Renewable energy is no longer a distant theme. It has become central to how countries think about power, industry and energy security. As electricity demand rises, clean energy is becoming important for both growth and sustainability.
India is also moving fast in this direction. The government has been pushing renewable capacity, solar manufacturing, green energy corridors and domestic clean-energy supply chains. This has created opportunities for companies across solar, wind, EPC, equipment and allied renewable businesses.
In this article, we look at renewable energy stocks that are growing fast, but are also showing signs of financial discipline. The idea is not to look only at sales growth. The focus is on companies that combine growth with returns, cash generation and promoter commitment.
For this, we first ran a Screener filter. The filter included companies with market capitalisation above Rs 1,000 crore, 3-year sales growth above 15%, RoCE above 12%, debt-to-equity below 2, positive net profit margin in the preceding year, positive operating cash flow over three years, and promoter holding above 50%.
This gave us 9 renewable-linked companies. Some names from the screen, such as Waaree Renewable Technologies, Emmvee Photovoltaic and Premier Energies, were not considered for the final list because we recently covered them in Beyond Adani: The 3 niche solar equipment stocks compounding sales over 75%. From the remaining universe, we selected the top three companies with stronger Return on Capital Employed (RoCE).
#1 Oriana Power: Balancing Asset Monetization with 39.6% RoCE
Incorporated in 2013, Oriana Power is engaged in two main business verticals: providing of EPC and operations of solar power projects, and offering solar energy solutions on a BOOT (build, own, operate, transfer) basis.
Oriana Power Financial Performance
| Metric | Oriana Power |
| FY26 revenue growth YoY | 83.7% |
| FY26 PAT growth YoY | 59.1% |
| FY26 operating cash flow | Rs 337 crore |
| RoCE | 39.6% |
| RoE | 39.6% |
| EV/EBITDA | 8.7x |
Oriana Power reported a strong FY26, helped by higher execution in renewable energy projects and a wider push across solar, storage and green fuels. Revenue from operations rose 83.7% year-on-year (YoY) to Rs 1,814 crore in FY26. Net profit rose to Rs 252 crore up 59.1%.
The company’s growth was backed by strong project activity. Oriana said it has delivered more than 835 MW of solar projects. It also has over 700 MW of solar capacity under execution and 2,500 MW in the pipeline. The company has acquired or is processing around 4,780 acres of land across India. It also carries a CRISIL rating of A-/Stable.
Diversifying Into BESS: Moving Beyond Pure-Play Solar EPC
The company is also expanding beyond plain solar EPC. It has more than 1,000 MWh of Battery Energy Storage Sytem (BESS) projects under execution and more than 3,000 MWh of BESS capacity in the pipeline. During FY26, it secured its first utility-scale solar plus BESS hybrid project of 100 MW/300 MWh connected at CTU. It also commissioned its first group captive open access project in Rajasthan, which the company says is its first integrated hybrid project combining solar and BESS.

• [Short problem 1]
Count the lines in the records below that contain the string "fragment", and give only that number.

• [Data entries]
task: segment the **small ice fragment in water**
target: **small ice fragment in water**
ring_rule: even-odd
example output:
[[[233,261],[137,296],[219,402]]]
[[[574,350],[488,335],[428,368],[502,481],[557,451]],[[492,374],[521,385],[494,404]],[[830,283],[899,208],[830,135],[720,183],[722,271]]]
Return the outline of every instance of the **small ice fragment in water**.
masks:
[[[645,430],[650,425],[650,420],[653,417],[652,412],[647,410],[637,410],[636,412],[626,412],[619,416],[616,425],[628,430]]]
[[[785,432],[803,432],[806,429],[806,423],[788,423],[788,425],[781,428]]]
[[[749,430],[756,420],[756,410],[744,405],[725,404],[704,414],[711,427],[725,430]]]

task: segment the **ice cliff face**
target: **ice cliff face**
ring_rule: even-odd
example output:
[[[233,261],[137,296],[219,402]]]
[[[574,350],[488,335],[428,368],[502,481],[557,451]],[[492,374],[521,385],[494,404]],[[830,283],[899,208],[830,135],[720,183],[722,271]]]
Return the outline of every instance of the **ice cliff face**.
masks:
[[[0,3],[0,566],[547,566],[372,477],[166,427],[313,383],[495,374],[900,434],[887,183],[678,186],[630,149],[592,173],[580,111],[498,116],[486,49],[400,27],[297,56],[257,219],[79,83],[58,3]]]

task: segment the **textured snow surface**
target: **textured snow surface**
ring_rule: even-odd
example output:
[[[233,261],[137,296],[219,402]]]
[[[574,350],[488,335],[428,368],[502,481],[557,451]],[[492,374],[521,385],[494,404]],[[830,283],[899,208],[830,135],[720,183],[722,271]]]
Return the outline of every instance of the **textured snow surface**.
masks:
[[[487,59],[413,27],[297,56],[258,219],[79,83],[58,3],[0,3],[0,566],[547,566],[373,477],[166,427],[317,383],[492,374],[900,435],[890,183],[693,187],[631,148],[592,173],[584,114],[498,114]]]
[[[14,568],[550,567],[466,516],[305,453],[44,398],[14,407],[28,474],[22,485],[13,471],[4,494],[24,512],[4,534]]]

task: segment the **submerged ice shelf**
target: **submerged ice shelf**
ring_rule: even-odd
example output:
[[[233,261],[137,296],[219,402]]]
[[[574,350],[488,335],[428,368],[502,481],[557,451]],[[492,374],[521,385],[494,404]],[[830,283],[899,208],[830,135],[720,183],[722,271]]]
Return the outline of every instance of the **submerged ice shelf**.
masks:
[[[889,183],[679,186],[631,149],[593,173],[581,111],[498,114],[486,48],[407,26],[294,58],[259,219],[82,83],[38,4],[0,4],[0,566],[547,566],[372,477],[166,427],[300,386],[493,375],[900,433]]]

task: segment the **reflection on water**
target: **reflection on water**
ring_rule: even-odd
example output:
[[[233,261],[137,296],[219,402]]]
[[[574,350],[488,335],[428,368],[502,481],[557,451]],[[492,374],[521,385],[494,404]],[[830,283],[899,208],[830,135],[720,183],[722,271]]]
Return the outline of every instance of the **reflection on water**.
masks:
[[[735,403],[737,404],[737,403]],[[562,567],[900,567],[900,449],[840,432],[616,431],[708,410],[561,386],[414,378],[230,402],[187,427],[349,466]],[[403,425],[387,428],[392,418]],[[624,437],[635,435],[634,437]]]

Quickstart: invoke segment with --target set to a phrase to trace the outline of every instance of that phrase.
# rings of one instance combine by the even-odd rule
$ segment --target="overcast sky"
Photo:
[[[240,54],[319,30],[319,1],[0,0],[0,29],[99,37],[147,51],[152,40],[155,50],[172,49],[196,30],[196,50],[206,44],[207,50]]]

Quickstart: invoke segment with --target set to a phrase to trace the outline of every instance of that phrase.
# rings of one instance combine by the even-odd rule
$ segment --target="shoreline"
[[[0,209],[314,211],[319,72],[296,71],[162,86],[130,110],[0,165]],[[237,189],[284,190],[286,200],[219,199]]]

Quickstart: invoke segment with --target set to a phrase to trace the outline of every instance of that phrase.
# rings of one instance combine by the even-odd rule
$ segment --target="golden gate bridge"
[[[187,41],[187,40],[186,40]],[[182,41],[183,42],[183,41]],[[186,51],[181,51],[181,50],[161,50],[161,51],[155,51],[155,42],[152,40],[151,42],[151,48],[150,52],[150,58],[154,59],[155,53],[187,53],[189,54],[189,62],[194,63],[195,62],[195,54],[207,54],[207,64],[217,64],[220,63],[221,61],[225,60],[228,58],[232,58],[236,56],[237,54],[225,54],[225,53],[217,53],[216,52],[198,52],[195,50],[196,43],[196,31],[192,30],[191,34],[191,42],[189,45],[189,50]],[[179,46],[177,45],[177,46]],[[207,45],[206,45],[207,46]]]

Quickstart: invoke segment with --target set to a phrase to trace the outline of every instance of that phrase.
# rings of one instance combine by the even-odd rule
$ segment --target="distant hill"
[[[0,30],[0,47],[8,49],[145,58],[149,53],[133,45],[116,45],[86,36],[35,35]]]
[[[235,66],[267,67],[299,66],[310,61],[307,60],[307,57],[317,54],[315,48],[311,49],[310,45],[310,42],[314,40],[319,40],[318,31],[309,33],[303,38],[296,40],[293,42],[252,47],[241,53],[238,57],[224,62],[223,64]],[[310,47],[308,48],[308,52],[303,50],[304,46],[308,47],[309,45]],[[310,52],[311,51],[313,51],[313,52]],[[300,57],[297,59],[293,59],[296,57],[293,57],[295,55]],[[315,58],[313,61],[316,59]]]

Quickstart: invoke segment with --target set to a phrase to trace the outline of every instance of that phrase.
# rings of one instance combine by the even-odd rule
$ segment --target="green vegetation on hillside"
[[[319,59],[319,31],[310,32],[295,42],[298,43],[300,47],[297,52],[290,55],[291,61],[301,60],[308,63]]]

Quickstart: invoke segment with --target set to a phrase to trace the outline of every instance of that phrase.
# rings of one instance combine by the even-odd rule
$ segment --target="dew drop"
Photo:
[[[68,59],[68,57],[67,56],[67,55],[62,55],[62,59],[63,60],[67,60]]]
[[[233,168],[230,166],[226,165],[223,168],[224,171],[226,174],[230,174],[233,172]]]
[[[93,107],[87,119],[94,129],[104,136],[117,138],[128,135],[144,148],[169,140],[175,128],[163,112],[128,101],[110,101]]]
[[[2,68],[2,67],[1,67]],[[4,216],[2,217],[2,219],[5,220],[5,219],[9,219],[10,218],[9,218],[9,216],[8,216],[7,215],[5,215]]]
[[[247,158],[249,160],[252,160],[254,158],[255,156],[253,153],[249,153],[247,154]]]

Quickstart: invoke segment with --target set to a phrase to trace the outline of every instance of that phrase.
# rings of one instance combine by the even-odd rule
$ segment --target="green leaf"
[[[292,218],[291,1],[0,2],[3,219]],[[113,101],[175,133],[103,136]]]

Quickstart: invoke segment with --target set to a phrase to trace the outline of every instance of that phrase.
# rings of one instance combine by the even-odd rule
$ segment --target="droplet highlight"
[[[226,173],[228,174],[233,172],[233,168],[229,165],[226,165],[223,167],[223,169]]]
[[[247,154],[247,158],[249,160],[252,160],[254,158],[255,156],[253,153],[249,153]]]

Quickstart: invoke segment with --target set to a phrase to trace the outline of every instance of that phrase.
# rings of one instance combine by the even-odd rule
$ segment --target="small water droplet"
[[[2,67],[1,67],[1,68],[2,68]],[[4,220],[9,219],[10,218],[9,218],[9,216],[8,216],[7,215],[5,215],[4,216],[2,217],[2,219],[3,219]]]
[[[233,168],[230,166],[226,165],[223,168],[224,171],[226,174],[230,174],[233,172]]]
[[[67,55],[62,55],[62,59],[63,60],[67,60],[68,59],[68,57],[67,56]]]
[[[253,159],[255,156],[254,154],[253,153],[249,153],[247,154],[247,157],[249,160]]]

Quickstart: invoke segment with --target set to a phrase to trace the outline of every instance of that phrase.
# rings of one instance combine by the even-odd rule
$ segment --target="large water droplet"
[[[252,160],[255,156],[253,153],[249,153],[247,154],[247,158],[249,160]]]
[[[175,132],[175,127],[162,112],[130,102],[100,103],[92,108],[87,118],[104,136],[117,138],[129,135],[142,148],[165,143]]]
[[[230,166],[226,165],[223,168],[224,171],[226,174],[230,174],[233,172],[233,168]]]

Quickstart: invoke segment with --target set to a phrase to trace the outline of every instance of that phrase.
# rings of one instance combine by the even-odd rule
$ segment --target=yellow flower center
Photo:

• [Short problem 2]
According to the article on renewable energy stocks, how much land has Oriana Power acquired or is processing?

• [Written answer 1]
3

• [Written answer 2]
Around 4,780 acres across India.